[Source records]
****************************************

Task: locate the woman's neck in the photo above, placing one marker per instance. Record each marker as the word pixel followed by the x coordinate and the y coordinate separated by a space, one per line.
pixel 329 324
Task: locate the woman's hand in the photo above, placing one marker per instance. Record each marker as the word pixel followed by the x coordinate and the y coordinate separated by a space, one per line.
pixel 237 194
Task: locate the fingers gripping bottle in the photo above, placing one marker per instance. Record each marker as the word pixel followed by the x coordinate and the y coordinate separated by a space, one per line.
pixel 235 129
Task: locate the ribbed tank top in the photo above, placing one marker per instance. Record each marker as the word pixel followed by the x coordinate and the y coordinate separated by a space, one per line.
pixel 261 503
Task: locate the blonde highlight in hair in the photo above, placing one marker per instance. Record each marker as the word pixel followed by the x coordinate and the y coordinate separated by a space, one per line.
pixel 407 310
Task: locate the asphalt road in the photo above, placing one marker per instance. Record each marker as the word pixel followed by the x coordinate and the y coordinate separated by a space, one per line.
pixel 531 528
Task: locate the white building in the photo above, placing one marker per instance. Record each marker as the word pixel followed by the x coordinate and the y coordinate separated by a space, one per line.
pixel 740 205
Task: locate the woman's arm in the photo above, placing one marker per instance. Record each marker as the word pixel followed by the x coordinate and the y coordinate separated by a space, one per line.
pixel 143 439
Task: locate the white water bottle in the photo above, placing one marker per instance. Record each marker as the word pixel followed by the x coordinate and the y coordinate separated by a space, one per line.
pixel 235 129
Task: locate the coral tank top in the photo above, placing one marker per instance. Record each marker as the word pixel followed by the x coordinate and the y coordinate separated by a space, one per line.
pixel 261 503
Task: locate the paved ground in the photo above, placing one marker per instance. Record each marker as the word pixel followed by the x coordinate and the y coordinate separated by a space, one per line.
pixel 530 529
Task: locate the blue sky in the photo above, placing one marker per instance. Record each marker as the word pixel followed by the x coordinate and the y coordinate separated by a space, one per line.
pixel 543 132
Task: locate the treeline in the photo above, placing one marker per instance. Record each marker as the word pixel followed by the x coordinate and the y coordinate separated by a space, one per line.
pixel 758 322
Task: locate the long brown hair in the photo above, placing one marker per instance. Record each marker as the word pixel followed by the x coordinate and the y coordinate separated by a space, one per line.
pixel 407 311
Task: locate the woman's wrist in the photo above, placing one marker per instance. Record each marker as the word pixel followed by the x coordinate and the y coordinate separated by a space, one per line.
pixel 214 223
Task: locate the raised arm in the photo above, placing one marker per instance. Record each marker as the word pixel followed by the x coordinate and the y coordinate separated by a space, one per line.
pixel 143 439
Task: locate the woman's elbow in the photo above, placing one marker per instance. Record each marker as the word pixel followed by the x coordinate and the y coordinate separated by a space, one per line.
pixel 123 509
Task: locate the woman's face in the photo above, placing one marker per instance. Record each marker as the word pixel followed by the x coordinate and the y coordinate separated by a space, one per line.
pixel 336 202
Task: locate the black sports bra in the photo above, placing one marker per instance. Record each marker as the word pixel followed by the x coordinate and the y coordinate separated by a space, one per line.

****************************************

◆ EXERCISE TASK ◆
Output every line of the data above as a JSON array of strings, one string per line, omitting blank lines.

◆ COMPLETE OUTPUT ◆
[
  "Task: locate the woman's neck in the photo above, placing one marker per instance. Record each marker as the word pixel followed by the x coordinate and the y coordinate separated by a space, one per line.",
  "pixel 329 324",
  "Task: locate the woman's hand in the photo above, placing one marker per instance. Record each marker as the word pixel followed by the x coordinate and the y coordinate separated by a space, one per line.",
  "pixel 237 194",
  "Task: locate the fingers gripping bottle in the photo above, placing one marker per instance. Record each marker as the word pixel followed by the x coordinate and the y coordinate separated by a space, one per line.",
  "pixel 235 129",
  "Task: locate the ribbed tank top in the photo above, placing one marker per instance. Record each marker as the word pixel followed by the x coordinate and the y coordinate separated by a space, one per line.",
  "pixel 261 503",
  "Task: locate the blonde highlight in hair in the photo above, placing one marker per instance. Record each marker as the word pixel followed by the x coordinate and the y coordinate separated by a space, one per line.",
  "pixel 407 310",
  "Task: locate the asphalt road in the photo above, placing one marker per instance. Record each marker as the word pixel followed by the x coordinate and the y coordinate separated by a space, one per line.",
  "pixel 531 528",
  "Task: locate the white building in the photo above, placing one marker per instance. Record each marker as the word pixel followed by the x coordinate and the y coordinate separated by a space, one per line.",
  "pixel 740 205",
  "Task: locate the woman's arm in the photo above, placing one marker per instance. Record each marker as the word pixel followed by the x coordinate and the y coordinate separated by a space, one per line.",
  "pixel 143 439",
  "Task: locate the white water bottle in the photo above, placing one marker per instance. Record each marker as the word pixel followed by the x coordinate and the y coordinate separated by a space, one per line.",
  "pixel 235 129",
  "Task: locate the coral tank top in the photo above, placing one marker per instance. Record each marker as the word pixel followed by the x coordinate and the y coordinate separated by a space, one per line.",
  "pixel 261 503",
  "Task: locate the paved ground in the photo above, placing one marker per instance. Record each marker as the word pixel followed by the x coordinate and the y coordinate separated by a space, one per line.",
  "pixel 530 529",
  "Task: locate the blue sky in the photo above, placing one marker per instance. Record each marker as the word pixel followed by the x coordinate and the y coordinate separated by a space, one per line.",
  "pixel 543 132",
  "Task: locate the treeline in the photo above, placing one marker per instance. Record each marker as the word pixel followed by the x coordinate and the y coordinate separated by a space, one per line.",
  "pixel 758 322",
  "Task: locate the long brown hair in the photo above, placing one marker per instance. Record each marker as the word pixel followed by the x coordinate and the y coordinate separated by a space, one per line.",
  "pixel 407 311",
  "Task: locate the woman's wrist in the photo above, placing one marker per instance. Record each marker as the word pixel followed by the x coordinate and the y coordinate separated by a space, one per line.",
  "pixel 214 223",
  "Task: locate the raised arm in the photo above, placing one marker per instance. Record each marker as the word pixel followed by the x coordinate and the y coordinate separated by a space, one per line.",
  "pixel 143 439",
  "Task: locate the woman's elbow in the photo above, placing one marker per instance. Record each marker as the word pixel followed by the x coordinate and the y coordinate separated by a space, one per line.",
  "pixel 123 509",
  "Task: locate the woman's face in the photo above, placing one marker per instance. Record each marker as the word pixel followed by the x coordinate and the y coordinate separated by a space, one per line.",
  "pixel 336 202",
  "Task: locate the black sports bra in the photo above, placing one marker per instance. Record each marker as the word pixel followed by the x coordinate and the y coordinate separated by a space, one per line."
]